#### RECORDS SUPPLIED:
- - - - -
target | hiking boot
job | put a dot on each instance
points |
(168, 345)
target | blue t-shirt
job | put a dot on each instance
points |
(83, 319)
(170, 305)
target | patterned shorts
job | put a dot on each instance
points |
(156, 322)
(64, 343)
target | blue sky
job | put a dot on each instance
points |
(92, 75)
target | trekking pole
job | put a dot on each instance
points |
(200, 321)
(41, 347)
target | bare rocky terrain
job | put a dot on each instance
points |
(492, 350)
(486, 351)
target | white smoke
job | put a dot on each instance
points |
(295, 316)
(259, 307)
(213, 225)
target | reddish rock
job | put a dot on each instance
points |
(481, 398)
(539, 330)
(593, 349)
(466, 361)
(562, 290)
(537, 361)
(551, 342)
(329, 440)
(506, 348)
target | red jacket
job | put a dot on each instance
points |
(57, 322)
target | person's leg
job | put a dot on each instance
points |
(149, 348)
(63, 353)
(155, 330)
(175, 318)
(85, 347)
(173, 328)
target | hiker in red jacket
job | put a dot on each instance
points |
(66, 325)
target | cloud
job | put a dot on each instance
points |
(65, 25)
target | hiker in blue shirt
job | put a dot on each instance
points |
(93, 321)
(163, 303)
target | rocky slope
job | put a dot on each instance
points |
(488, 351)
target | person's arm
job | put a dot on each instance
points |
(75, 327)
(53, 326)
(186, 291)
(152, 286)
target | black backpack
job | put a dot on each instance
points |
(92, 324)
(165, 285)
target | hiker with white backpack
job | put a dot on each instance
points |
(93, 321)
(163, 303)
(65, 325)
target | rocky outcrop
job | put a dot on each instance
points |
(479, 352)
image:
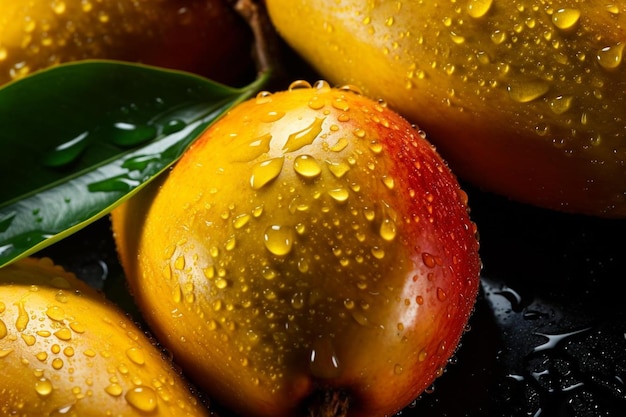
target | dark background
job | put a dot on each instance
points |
(548, 334)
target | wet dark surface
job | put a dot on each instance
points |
(547, 338)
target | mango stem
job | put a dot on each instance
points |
(266, 49)
(329, 403)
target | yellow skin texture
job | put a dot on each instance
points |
(303, 235)
(522, 97)
(192, 35)
(66, 351)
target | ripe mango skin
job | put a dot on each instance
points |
(65, 350)
(309, 240)
(204, 37)
(524, 98)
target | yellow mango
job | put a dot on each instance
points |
(524, 98)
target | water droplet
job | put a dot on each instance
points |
(565, 19)
(339, 194)
(136, 355)
(114, 390)
(610, 57)
(323, 361)
(142, 398)
(263, 97)
(297, 300)
(173, 126)
(561, 104)
(272, 116)
(128, 134)
(66, 152)
(58, 6)
(241, 220)
(266, 171)
(299, 84)
(527, 91)
(478, 8)
(498, 36)
(55, 313)
(278, 239)
(339, 169)
(316, 103)
(305, 136)
(253, 149)
(43, 387)
(307, 166)
(63, 334)
(66, 410)
(29, 339)
(57, 363)
(22, 317)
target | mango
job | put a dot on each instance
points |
(66, 350)
(204, 37)
(310, 254)
(524, 98)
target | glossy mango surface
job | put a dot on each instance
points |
(524, 98)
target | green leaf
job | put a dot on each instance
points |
(79, 138)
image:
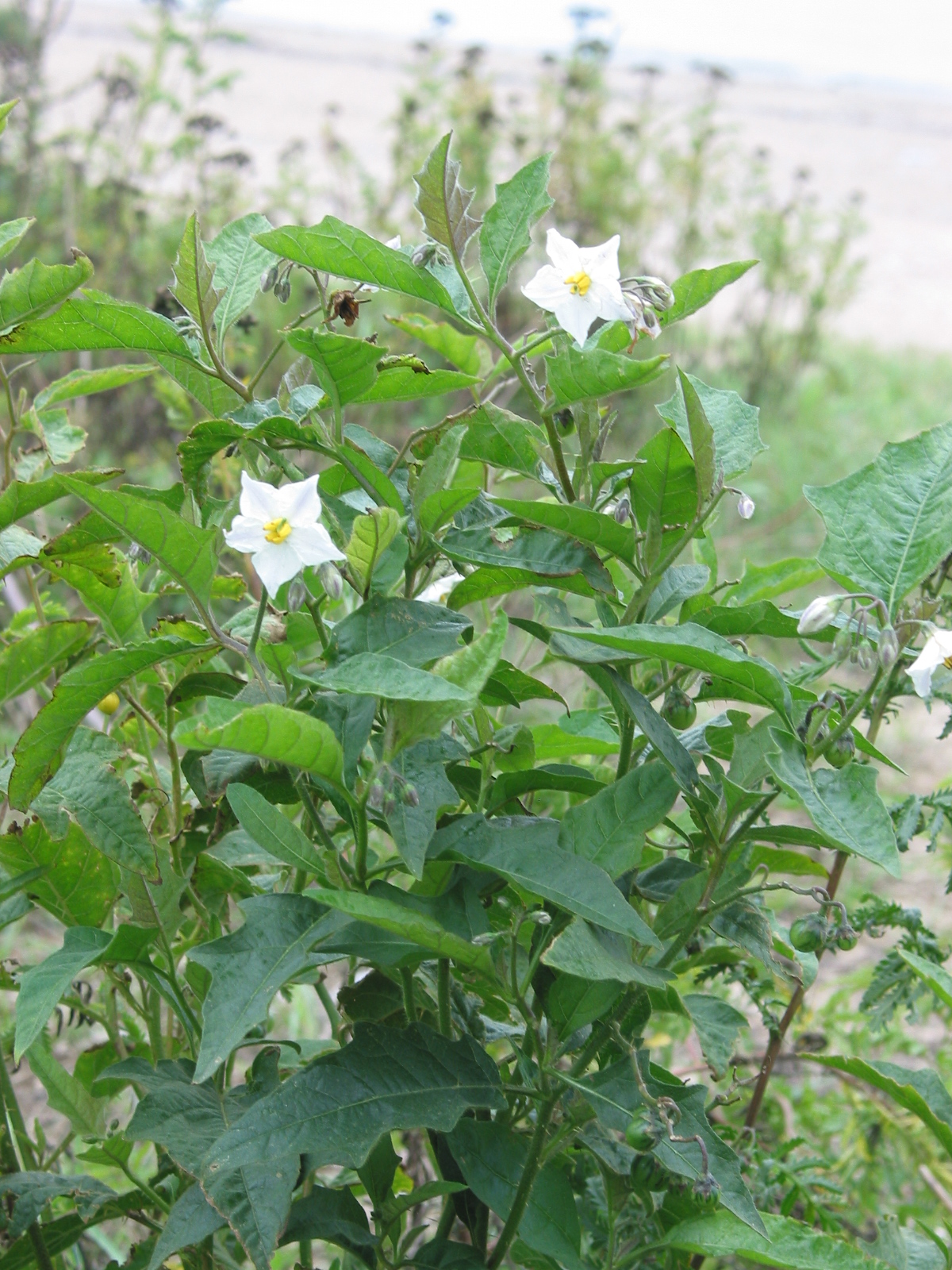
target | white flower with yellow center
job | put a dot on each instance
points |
(581, 285)
(281, 530)
(937, 652)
- - - - -
#### TASK DIRECTIONS:
Produce an exact copy of the lines from the line containing "target | yellow skin texture" through the last line of the records, with no pictures and no other text.

#### REPLY:
target | yellow skin texture
job | put a dot on each instance
points |
(303, 235)
(522, 97)
(192, 35)
(66, 351)
target | ripe mango skin
job | put a dot on each instance
points |
(65, 350)
(309, 240)
(204, 37)
(524, 98)
target | yellow mango
job | put a dot on each instance
points |
(524, 98)
target | water droplet
job | put a dot on each instance
points |
(565, 19)
(339, 194)
(136, 355)
(114, 390)
(610, 57)
(323, 361)
(142, 398)
(263, 97)
(297, 300)
(173, 126)
(561, 104)
(272, 116)
(128, 134)
(66, 152)
(58, 6)
(241, 220)
(266, 171)
(299, 84)
(527, 91)
(478, 8)
(498, 36)
(55, 313)
(278, 239)
(339, 169)
(316, 103)
(305, 136)
(253, 149)
(43, 387)
(307, 166)
(63, 334)
(66, 410)
(29, 339)
(57, 363)
(22, 317)
target | mango
job | put a dot on each instance
points |
(66, 350)
(204, 37)
(310, 254)
(524, 98)
target | glossy mango surface
job | put a dot on each instance
points |
(524, 98)
target | green leaf
job | put a dot on each instance
points |
(79, 138)
image:
target | white flower with yellow center
job | put a dot on each instance
points |
(581, 285)
(281, 530)
(937, 652)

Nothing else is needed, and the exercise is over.